▸ **What is expected**
In the records below, write out the stretch from the line containing "Scouting pass: put a marker on the gray" through the line containing "[(580, 213), (470, 203), (533, 206)]", both included, with every character unchanged.

▸ **Entries supplied**
━━━━━━━━━━━━━━━━━━━━━━━━━━━━━━

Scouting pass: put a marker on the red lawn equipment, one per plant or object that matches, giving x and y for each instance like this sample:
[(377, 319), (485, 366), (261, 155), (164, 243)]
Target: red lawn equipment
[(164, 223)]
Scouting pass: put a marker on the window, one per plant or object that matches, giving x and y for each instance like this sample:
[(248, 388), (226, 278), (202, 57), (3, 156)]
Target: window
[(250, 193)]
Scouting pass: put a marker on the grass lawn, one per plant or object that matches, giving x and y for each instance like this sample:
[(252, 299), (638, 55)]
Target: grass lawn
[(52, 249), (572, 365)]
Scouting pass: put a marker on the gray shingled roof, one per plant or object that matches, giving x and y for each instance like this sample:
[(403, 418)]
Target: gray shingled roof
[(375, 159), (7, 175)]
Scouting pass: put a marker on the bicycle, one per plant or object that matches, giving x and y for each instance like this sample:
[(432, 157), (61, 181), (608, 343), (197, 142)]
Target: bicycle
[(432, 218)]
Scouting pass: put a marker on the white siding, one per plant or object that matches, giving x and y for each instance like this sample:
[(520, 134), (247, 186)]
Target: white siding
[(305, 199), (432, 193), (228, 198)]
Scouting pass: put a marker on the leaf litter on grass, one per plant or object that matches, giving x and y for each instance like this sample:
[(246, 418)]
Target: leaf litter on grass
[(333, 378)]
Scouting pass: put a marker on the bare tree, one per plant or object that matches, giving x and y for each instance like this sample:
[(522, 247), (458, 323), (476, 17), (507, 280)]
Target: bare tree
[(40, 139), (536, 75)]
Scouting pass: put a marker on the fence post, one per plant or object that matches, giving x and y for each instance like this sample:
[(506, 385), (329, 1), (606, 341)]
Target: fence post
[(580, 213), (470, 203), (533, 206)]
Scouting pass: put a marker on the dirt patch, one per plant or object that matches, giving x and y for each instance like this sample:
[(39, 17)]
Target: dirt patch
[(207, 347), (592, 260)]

━━━━━━━━━━━━━━━━━━━━━━━━━━━━━━

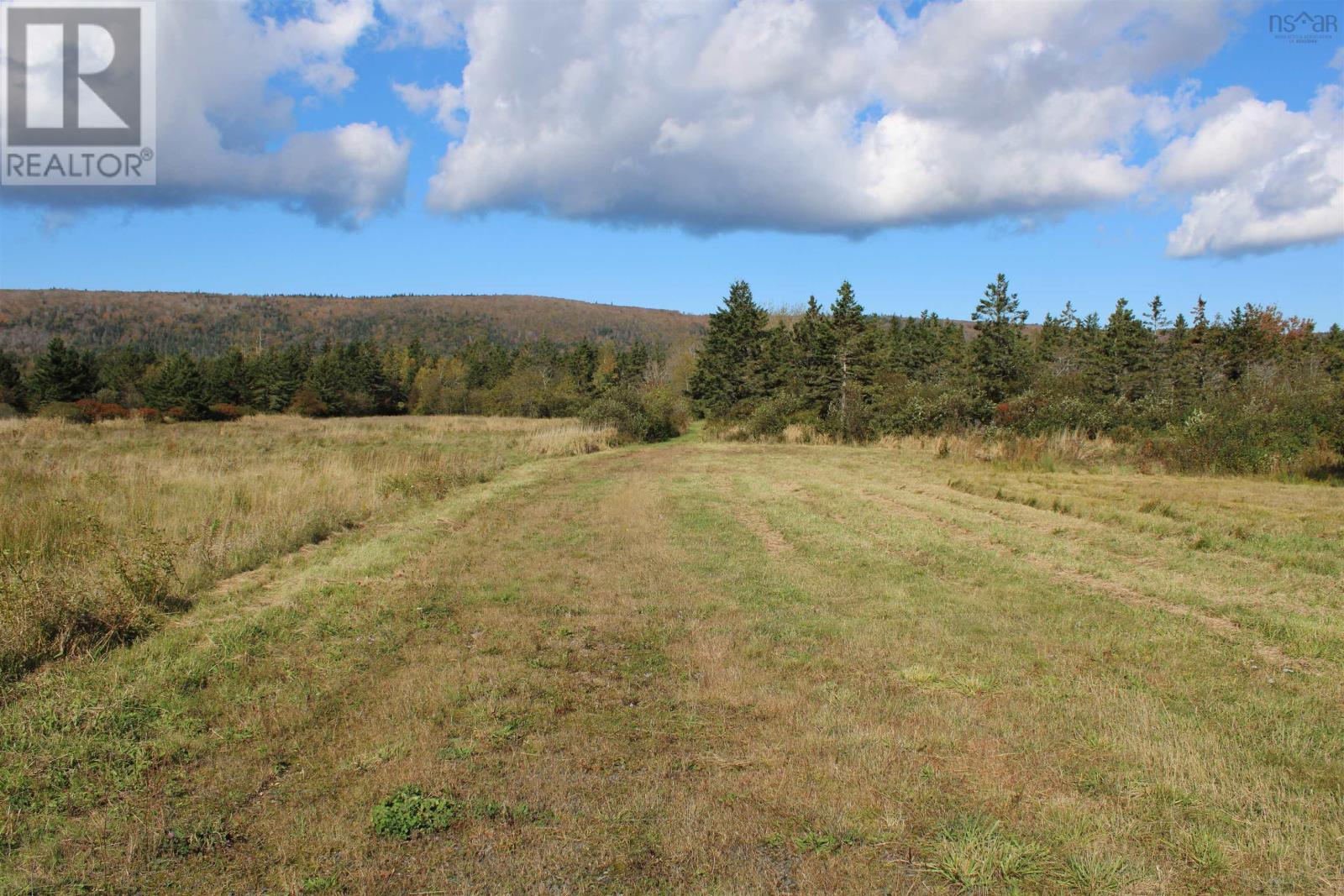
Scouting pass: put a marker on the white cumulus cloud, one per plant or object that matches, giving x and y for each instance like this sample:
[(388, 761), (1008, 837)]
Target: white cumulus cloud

━━━━━━━━━━━━━━━━━━━━━━━━━━━━━━

▸ **Exercise answer**
Scouting pass: put a marker on the gray shingled roof, one per plant or object that matches, giving x and y for each instance like this sample:
[(403, 418)]
Target: gray shingled roof
[(375, 159), (7, 175)]
Scouting pass: put a marker on the bicycle, one per plant or object that matches, giving x and y for each instance like this sample:
[(432, 157), (61, 181), (608, 343), (197, 142)]
Target: bicycle
[(432, 218)]
Scouting pass: put a marker on the white siding, one per plant or object that matches, giving x and y for each instance like this sample:
[(520, 134), (247, 186)]
Target: white siding
[(305, 199), (432, 193), (228, 198)]
Scouting pass: put a marker on the leaf litter on grass, one per plant or object that matches, giving x and y for each instance like this sample:
[(246, 418)]
Target: leaf litter on grass
[(333, 378)]
Scouting pass: put a marker on the bare tree, one per plant or object that matches, giving x and y for each instance like this sample:
[(522, 247), (458, 323), (476, 17), (507, 280)]
Target: bare tree
[(40, 139), (536, 75)]
Scouting pass: put a marker on the fence post, one per plant or object that matches, giving x and y for each instance like this sample:
[(506, 385), (329, 1), (606, 341)]
Target: fence post
[(580, 213), (470, 203), (533, 206)]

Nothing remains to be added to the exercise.